:: Exercise objective ::
Below are records to be output exactly, every one of them.

:: Information given

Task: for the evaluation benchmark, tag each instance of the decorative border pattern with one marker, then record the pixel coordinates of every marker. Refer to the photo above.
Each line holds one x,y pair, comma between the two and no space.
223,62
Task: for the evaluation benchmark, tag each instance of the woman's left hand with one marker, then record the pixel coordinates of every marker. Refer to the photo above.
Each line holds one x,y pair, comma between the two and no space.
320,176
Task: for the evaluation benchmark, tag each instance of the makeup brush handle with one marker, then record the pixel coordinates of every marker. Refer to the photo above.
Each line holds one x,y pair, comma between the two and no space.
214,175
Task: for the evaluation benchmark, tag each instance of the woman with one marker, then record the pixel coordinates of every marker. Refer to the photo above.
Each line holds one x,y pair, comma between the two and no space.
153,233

::::

:: Written response ::
Task: for the evaluation benchmark, tag each instance of the decorative border pattern with one marker, then record the pixel coordinates of every marker. Refer to the photo above.
Each line holds one x,y pair, comma between the two and no space.
223,62
Task: for the evaluation benchmark, tag each instance of the woman's left hand with one marker, then record the pixel coordinates of every marker. Refer to the photo above.
Each line holds one x,y pair, comma between the two and no space.
320,176
Task: for the evaluation benchmark, tag each instance of the makeup brush handle with one marker, then record the pixel coordinates of every marker. Refer to the photo above.
Each line holds one x,y pair, comma between the two and no space.
214,175
Task: for the evaluation benchmark, tag each instance of the woman with one marker, then record the pixel coordinates of every marker. Refer to the photo above.
Each line holds one x,y pair, comma between the two and no space.
153,233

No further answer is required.